:: RECORDS ::
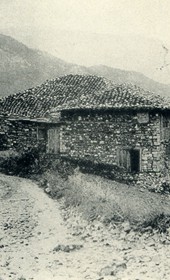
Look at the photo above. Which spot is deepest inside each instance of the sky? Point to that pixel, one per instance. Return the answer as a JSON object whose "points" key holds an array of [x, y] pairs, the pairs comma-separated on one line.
{"points": [[34, 21], [150, 18]]}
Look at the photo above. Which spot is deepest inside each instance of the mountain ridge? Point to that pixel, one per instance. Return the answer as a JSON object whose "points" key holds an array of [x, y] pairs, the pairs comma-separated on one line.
{"points": [[23, 68]]}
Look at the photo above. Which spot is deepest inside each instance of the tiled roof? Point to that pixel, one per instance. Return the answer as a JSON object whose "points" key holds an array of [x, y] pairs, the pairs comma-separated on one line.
{"points": [[79, 91]]}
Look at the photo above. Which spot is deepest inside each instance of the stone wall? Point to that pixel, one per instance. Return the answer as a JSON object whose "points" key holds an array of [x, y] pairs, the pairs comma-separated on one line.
{"points": [[100, 138], [21, 135]]}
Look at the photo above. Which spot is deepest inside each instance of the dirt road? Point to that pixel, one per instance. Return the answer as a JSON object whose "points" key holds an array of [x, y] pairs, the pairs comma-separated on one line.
{"points": [[31, 226]]}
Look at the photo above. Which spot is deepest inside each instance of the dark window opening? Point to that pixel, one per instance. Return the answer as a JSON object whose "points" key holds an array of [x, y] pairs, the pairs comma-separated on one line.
{"points": [[135, 160], [42, 134], [129, 159]]}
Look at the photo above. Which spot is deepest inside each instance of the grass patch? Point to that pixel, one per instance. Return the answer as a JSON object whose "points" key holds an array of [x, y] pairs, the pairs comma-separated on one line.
{"points": [[109, 201]]}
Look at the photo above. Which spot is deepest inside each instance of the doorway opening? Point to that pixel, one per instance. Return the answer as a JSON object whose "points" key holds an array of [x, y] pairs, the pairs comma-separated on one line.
{"points": [[135, 160]]}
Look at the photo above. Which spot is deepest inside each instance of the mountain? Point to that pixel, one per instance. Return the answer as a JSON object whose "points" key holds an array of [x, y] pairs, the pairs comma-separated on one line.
{"points": [[22, 68], [122, 76], [131, 52]]}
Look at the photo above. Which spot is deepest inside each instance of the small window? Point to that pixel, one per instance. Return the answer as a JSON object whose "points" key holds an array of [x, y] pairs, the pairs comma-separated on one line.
{"points": [[129, 159], [42, 134]]}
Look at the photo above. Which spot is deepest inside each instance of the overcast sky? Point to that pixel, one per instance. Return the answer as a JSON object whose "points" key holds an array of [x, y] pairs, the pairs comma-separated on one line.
{"points": [[150, 18], [50, 25]]}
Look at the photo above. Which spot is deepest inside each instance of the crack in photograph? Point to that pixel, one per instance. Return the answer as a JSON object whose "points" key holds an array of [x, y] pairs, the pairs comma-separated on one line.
{"points": [[84, 140]]}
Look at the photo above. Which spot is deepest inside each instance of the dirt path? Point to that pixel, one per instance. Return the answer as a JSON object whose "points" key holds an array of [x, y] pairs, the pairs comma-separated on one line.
{"points": [[31, 226]]}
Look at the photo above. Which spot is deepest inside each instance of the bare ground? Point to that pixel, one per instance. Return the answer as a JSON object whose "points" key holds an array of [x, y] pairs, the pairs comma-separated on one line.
{"points": [[32, 225]]}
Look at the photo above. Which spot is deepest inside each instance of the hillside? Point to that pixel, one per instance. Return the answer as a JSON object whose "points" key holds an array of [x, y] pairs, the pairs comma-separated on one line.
{"points": [[23, 68]]}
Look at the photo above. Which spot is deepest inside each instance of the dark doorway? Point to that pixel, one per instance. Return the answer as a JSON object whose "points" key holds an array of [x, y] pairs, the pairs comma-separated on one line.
{"points": [[135, 160]]}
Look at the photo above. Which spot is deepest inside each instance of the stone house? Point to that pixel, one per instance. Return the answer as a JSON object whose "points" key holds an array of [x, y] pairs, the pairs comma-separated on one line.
{"points": [[93, 120], [122, 126]]}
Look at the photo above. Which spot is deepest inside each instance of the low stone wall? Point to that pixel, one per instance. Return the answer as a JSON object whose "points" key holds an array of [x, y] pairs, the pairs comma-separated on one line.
{"points": [[21, 135]]}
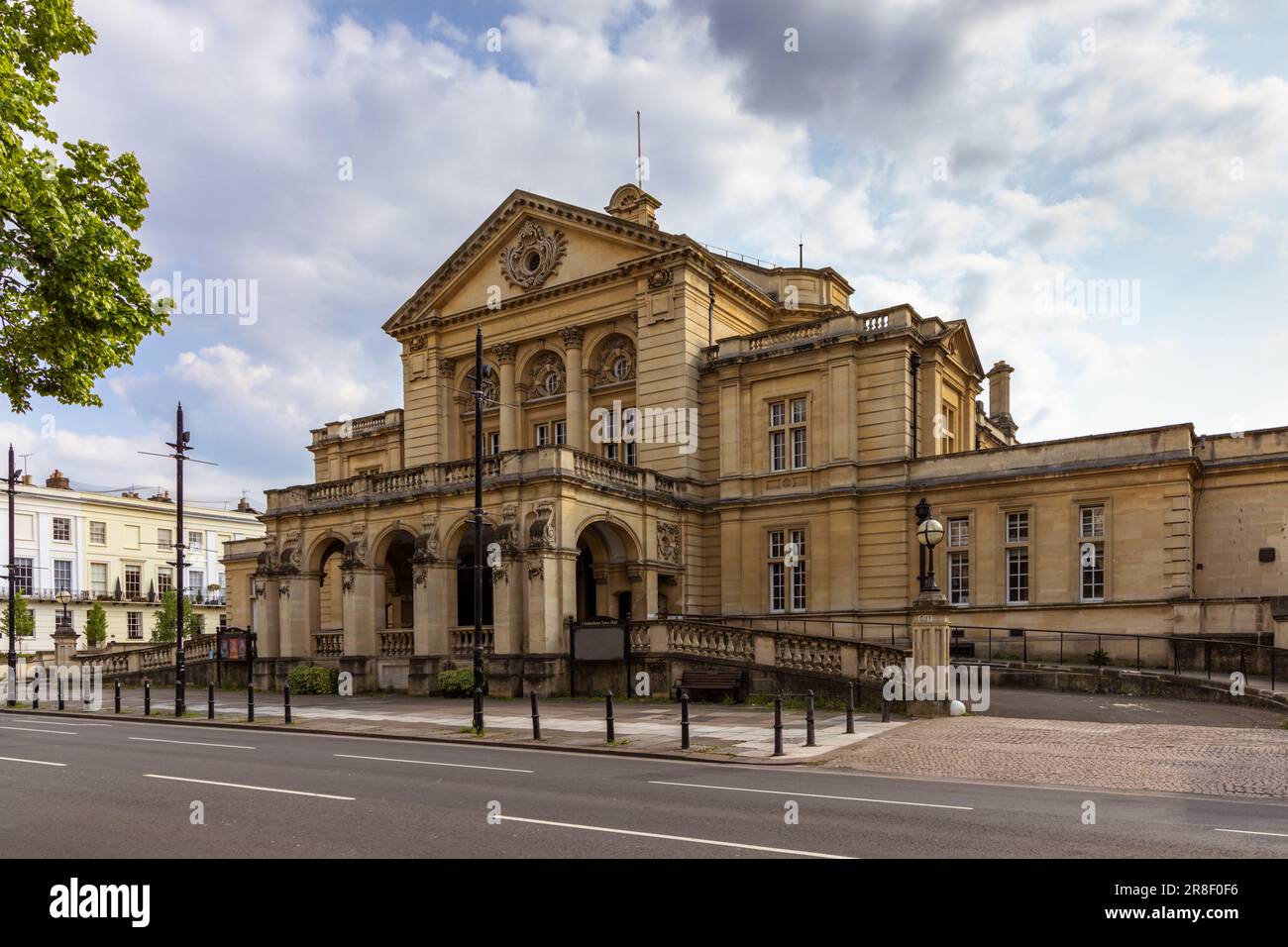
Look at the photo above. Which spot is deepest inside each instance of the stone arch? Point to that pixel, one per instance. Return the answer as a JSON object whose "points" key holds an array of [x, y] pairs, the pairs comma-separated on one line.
{"points": [[609, 577], [612, 360]]}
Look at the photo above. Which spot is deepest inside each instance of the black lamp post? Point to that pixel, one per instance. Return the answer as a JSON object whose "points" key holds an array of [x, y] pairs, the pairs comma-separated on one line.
{"points": [[11, 579], [930, 532]]}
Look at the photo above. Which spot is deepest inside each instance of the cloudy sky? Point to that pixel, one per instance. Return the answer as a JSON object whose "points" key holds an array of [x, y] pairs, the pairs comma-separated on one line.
{"points": [[995, 161]]}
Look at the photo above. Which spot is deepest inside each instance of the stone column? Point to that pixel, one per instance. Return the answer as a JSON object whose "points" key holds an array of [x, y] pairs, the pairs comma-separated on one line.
{"points": [[429, 607], [931, 633], [361, 587], [579, 416], [267, 617], [505, 354]]}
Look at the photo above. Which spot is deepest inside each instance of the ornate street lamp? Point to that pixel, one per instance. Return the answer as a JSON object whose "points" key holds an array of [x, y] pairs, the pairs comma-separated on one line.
{"points": [[930, 534]]}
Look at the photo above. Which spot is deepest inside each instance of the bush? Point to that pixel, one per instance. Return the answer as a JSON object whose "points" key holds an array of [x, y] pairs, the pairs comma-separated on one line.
{"points": [[459, 682], [310, 680]]}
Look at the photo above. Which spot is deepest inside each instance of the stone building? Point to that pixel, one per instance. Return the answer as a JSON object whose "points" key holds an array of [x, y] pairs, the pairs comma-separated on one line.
{"points": [[671, 431]]}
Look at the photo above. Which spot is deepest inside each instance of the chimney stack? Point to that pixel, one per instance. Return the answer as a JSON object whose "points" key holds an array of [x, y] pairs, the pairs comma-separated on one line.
{"points": [[1000, 398]]}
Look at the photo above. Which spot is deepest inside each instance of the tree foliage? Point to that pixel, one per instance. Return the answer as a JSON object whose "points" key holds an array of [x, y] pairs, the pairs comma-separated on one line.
{"points": [[95, 626], [24, 620], [72, 304], [167, 615]]}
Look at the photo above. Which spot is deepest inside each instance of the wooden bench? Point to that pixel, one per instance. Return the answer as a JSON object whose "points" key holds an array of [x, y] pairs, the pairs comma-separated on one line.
{"points": [[734, 682]]}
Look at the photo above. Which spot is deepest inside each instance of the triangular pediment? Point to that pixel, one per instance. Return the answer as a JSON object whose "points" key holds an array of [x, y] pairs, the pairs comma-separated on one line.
{"points": [[527, 245]]}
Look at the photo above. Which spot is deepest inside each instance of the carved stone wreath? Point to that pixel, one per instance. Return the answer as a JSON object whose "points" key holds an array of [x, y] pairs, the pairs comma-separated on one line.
{"points": [[533, 257]]}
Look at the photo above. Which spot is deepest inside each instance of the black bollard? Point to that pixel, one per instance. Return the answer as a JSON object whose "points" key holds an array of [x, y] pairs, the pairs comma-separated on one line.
{"points": [[778, 724], [684, 720]]}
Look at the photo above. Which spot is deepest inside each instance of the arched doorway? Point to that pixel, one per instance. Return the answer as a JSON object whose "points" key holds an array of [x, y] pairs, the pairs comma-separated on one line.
{"points": [[395, 608], [465, 579], [608, 578]]}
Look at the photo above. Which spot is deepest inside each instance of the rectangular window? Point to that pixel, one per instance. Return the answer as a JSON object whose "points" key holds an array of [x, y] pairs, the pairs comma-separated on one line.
{"points": [[22, 575], [62, 575], [958, 561], [1018, 575], [1091, 553]]}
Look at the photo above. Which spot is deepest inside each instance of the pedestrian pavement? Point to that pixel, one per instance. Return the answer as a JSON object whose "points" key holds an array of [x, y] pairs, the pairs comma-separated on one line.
{"points": [[640, 724]]}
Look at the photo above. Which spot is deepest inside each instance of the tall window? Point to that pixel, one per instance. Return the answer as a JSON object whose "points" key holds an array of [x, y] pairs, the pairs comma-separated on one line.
{"points": [[98, 578], [777, 573], [1091, 553], [789, 434], [958, 561], [1018, 558], [62, 575], [784, 577], [22, 577], [798, 571]]}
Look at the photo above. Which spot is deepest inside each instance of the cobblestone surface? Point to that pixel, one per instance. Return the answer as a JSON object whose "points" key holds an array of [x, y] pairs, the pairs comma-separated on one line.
{"points": [[1211, 761]]}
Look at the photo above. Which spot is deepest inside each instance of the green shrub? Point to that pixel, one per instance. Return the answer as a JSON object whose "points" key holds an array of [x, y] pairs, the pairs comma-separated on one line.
{"points": [[310, 680], [459, 682]]}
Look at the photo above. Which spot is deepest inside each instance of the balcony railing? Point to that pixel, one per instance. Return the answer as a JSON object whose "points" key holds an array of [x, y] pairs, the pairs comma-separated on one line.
{"points": [[458, 474]]}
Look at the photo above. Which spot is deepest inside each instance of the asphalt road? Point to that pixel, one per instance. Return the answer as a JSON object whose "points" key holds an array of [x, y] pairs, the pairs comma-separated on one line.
{"points": [[128, 789]]}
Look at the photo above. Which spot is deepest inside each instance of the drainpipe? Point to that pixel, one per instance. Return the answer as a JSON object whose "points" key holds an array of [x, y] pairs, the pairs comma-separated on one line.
{"points": [[914, 363]]}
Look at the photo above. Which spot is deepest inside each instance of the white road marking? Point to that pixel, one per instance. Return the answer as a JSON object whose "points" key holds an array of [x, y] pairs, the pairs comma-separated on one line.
{"points": [[239, 785], [1240, 831], [812, 795], [191, 742], [39, 763], [670, 838], [428, 763]]}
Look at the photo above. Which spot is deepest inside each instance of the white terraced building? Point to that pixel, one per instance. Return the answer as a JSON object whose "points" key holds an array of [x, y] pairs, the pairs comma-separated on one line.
{"points": [[117, 551]]}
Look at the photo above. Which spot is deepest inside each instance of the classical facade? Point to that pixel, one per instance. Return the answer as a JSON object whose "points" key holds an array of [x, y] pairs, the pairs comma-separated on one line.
{"points": [[116, 551], [675, 432]]}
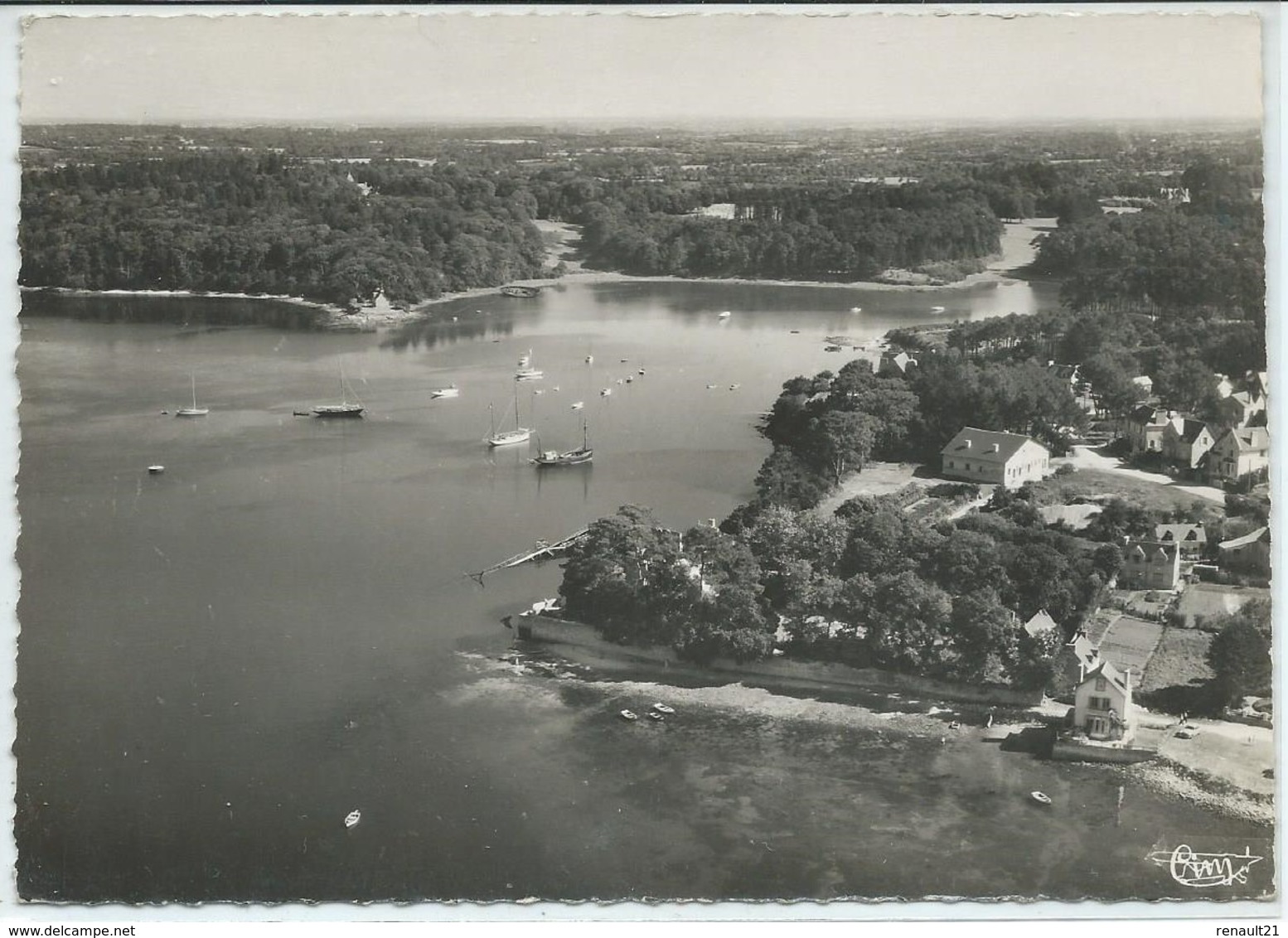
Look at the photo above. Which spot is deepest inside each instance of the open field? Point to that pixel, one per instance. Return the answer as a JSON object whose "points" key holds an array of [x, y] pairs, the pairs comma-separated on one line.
{"points": [[1179, 660], [1088, 483], [1130, 643], [1211, 599]]}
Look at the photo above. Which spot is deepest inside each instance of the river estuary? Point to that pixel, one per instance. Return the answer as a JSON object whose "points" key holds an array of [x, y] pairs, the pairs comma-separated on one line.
{"points": [[219, 663]]}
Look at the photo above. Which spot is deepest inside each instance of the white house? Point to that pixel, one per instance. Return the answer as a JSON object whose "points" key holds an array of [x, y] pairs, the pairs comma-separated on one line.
{"points": [[1102, 705], [1005, 459]]}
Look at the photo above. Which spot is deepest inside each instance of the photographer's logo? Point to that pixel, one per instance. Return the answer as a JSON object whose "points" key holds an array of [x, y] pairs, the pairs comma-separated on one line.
{"points": [[1202, 870]]}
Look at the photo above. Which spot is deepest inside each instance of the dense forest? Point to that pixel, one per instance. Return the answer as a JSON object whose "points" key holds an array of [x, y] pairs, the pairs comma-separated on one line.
{"points": [[241, 223], [1203, 255], [814, 234], [869, 587]]}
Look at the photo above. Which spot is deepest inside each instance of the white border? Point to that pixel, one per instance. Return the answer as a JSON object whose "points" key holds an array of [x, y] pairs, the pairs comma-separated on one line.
{"points": [[12, 911]]}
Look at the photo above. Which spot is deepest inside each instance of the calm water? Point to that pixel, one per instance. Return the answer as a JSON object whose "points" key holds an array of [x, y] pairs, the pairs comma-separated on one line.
{"points": [[219, 663]]}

:: SET TASK ::
Write out, word for word, every line from the one containing "the white house?" through the last line of the records above.

:: RESULT OF THE EXERCISE ::
Look at the photo above. Which spot is deepest inside each instance of the white house? Point to that pixel, one per instance. Return the answer as a JSON object whose "points" key holds an array of [x, y] pairs, the pairs comma-separated on one line.
{"points": [[1102, 705], [1005, 459]]}
Look at the photo above. Which spot is deepest inside each instance of the photographer's logo? Point to that pixel, one per instance. Return the answer as a JSON object whose "points" key holds an array of [x, y] pairs, the pairs comma-separated on one line.
{"points": [[1202, 870]]}
Look at the photo above. Which spot is deepest inside each instance of the dense forest? Point to that pixel, one per instance. Return the answer as a JSON object whose "points" key holds an array of [x, y] pairs, the pairs comma-separated on one line.
{"points": [[241, 223], [1203, 255], [814, 234], [869, 587]]}
Look at the photo above. Which spot is deepest inside each instance of the white border? Point to that pixel, one per instance. Return the answer as a JSON object whose "points" key holds an array of [x, y] pairs, the pairs comma-separated on one line.
{"points": [[12, 911]]}
Look at the photo above. Which spot is deepest inside each instance of the calm water? Point to that pixel, one per instance. Return the answer as a JSON object whose "points" key holds an array of [x, y] pairs, the pairs comma-separated on one line.
{"points": [[219, 663]]}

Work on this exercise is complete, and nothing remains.